» **Problem description**
Set every line of the data down again exactly, and keep the pictures out.
[[ Available data open ]]
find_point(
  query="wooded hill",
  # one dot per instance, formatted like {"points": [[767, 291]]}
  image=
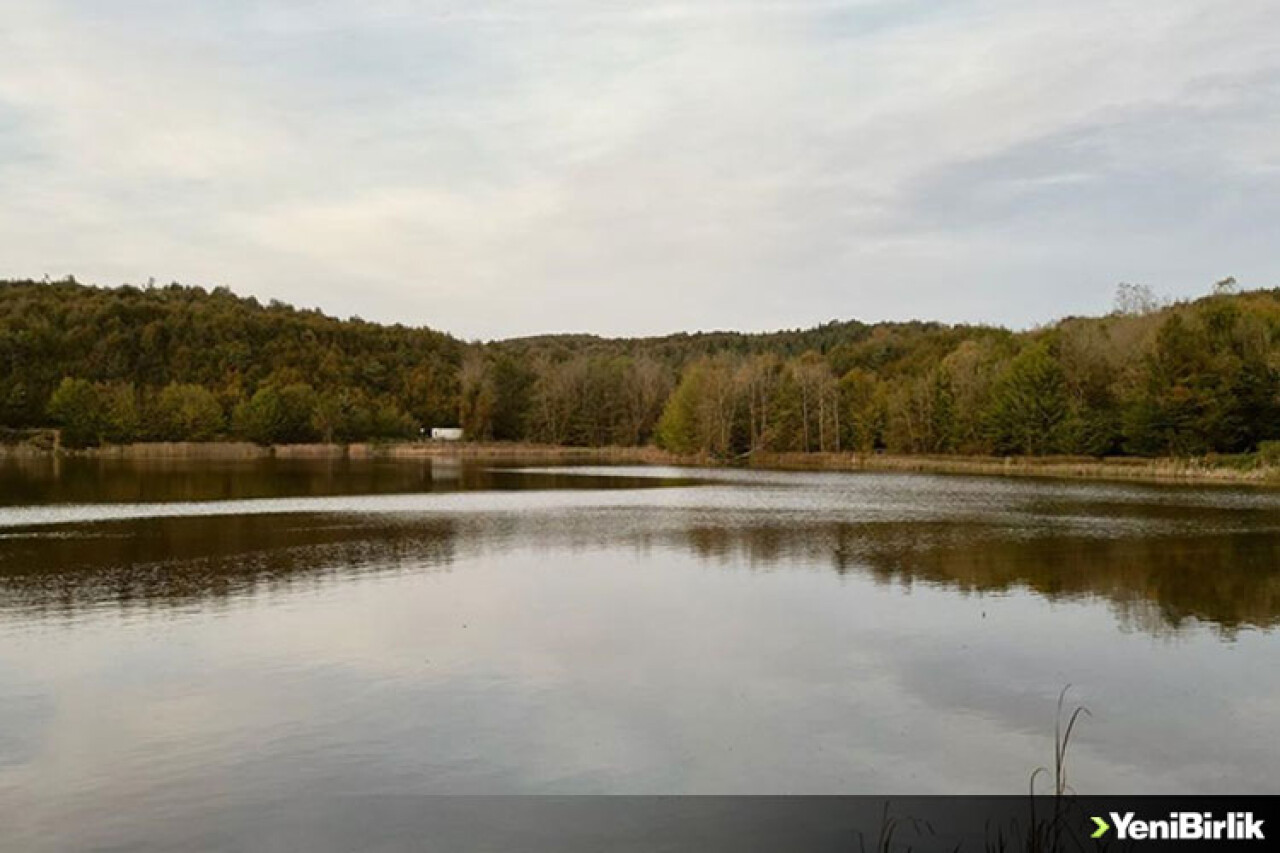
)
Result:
{"points": [[186, 364]]}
[[ Available data closed ]]
» **Answer for the task**
find_point(
  query="wooded hill",
  # one dot per instance, formatted like {"points": [[767, 291]]}
  image=
)
Result:
{"points": [[186, 364]]}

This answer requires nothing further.